— start of The records —

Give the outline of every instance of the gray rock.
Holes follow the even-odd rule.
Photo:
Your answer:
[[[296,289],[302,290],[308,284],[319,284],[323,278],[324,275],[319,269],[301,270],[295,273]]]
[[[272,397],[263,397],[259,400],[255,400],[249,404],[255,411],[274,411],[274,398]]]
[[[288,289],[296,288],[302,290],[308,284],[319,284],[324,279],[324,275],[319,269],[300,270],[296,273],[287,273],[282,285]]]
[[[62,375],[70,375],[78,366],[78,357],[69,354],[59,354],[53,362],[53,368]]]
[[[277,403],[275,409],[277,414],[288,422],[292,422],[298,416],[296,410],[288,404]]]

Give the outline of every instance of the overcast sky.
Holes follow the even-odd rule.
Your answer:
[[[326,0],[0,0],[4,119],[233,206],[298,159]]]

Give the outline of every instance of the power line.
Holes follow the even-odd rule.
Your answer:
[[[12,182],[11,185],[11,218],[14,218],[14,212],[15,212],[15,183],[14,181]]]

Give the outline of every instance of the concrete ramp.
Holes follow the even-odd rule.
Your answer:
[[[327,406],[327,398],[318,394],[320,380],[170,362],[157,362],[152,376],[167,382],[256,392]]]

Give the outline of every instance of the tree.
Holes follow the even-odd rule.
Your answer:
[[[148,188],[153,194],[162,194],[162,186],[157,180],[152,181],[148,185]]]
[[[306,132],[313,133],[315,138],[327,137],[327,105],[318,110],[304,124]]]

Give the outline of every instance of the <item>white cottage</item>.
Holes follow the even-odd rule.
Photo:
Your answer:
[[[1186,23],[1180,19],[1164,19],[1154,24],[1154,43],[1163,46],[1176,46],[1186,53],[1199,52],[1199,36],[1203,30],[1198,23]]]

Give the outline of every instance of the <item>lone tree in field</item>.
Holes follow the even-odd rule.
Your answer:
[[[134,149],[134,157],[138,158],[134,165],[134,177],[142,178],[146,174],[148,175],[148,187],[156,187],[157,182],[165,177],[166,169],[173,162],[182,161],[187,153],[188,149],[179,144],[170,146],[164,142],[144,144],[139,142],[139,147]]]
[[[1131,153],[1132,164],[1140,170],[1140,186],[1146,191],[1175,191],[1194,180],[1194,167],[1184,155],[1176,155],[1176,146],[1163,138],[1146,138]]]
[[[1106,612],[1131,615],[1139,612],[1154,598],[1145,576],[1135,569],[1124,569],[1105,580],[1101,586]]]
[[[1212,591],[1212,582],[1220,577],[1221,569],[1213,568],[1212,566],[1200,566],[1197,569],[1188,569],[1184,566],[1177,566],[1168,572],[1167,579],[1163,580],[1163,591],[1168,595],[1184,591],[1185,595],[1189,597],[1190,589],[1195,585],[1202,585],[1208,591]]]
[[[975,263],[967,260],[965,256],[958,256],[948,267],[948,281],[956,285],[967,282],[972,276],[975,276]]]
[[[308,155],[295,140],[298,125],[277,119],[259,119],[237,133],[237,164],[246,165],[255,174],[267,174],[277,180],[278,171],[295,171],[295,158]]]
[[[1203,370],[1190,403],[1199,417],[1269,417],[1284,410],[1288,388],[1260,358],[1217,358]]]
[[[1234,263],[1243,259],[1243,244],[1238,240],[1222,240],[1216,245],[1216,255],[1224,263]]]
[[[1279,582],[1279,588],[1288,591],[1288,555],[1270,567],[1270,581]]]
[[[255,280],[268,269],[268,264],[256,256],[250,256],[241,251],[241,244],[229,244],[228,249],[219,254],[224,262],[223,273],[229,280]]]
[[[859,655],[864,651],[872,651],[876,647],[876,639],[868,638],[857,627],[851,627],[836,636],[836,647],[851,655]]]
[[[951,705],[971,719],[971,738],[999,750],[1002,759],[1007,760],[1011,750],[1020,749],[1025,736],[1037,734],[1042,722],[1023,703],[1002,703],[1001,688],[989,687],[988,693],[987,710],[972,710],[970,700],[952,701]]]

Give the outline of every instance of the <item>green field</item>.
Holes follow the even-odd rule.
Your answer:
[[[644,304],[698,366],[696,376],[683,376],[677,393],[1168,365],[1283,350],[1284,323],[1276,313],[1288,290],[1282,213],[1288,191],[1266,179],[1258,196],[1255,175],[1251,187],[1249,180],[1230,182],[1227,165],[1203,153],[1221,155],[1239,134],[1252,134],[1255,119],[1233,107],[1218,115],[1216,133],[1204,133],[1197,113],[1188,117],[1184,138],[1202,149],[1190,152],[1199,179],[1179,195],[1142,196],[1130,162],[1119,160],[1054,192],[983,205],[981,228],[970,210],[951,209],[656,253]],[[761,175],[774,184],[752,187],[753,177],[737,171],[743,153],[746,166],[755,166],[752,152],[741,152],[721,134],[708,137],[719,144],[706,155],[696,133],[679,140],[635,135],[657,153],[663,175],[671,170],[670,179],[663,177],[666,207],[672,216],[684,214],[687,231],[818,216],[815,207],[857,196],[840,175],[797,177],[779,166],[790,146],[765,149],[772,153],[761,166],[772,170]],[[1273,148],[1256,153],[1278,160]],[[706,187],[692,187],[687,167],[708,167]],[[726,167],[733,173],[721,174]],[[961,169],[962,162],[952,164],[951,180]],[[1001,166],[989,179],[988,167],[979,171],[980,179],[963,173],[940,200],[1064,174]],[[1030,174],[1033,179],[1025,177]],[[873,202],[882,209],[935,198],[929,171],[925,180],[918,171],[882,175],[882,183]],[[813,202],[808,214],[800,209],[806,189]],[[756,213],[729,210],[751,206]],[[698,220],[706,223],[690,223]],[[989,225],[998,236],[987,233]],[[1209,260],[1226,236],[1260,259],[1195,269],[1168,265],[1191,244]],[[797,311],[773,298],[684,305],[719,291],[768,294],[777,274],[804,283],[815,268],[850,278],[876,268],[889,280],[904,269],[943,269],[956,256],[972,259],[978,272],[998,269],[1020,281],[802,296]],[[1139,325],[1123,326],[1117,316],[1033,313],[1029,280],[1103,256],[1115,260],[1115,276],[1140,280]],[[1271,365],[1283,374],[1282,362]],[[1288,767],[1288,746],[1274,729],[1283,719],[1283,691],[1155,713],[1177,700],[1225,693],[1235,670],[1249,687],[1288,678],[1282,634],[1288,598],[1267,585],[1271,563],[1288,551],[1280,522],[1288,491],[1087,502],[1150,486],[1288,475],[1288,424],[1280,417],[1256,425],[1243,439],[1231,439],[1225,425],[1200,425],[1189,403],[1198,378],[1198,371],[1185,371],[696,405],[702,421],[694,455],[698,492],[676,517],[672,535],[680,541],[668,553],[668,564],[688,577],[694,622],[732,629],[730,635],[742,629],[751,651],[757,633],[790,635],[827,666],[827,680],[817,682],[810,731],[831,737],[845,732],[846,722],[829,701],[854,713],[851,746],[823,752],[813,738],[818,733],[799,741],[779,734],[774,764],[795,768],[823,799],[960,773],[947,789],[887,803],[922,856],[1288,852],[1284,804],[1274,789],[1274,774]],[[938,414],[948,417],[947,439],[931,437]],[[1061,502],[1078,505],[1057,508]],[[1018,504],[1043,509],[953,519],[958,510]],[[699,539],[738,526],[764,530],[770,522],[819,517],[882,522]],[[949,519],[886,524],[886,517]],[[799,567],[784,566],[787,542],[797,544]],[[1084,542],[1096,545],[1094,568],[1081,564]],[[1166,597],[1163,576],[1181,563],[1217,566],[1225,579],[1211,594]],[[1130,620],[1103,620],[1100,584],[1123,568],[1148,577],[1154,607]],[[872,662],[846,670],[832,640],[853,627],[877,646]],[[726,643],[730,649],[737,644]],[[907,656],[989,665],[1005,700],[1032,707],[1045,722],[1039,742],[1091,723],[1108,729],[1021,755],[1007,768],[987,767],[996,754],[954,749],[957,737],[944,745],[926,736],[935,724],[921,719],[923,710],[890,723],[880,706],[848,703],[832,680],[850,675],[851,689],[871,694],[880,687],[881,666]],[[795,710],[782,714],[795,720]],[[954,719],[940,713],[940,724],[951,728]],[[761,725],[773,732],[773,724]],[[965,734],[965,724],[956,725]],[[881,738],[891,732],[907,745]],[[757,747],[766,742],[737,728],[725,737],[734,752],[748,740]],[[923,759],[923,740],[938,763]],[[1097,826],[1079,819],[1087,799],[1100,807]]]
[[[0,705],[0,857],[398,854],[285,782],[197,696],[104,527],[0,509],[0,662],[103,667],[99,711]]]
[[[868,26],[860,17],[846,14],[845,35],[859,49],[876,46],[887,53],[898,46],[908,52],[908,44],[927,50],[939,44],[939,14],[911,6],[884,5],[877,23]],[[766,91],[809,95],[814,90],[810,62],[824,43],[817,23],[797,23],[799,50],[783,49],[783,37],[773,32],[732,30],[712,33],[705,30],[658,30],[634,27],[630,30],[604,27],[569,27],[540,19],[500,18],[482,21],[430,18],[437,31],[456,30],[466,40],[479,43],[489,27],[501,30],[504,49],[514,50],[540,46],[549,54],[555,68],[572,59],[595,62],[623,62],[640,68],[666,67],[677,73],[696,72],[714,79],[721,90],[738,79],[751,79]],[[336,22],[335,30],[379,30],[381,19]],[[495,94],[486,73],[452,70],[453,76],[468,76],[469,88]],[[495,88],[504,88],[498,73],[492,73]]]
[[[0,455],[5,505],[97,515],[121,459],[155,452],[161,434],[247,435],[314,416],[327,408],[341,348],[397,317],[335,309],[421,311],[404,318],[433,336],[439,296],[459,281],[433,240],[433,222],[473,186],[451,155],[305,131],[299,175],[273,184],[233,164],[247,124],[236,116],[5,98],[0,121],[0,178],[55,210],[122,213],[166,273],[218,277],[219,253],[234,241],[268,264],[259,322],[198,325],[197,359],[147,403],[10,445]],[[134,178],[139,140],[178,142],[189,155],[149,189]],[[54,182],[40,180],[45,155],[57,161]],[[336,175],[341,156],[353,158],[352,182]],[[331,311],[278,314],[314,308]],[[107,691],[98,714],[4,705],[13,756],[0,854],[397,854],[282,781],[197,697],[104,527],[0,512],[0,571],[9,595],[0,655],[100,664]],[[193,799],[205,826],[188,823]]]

— end of The records —

* **Task description**:
Pick out each line in the records above that contains the word "outline" and copy those lines in full.

* **The reply**:
Give the outline of every instance of the gray rock.
Give the outline of every instance of the overcast sky.
Give the outline of every instance of the power line.
Give the outline of every instance of the concrete ramp.
Give the outline of every instance of the tree.
Give the outline of every instance of the <item>white cottage</item>.
Give the outline of every instance of the <item>lone tree in field</item>.
Give the outline of every instance of the <item>green field</item>.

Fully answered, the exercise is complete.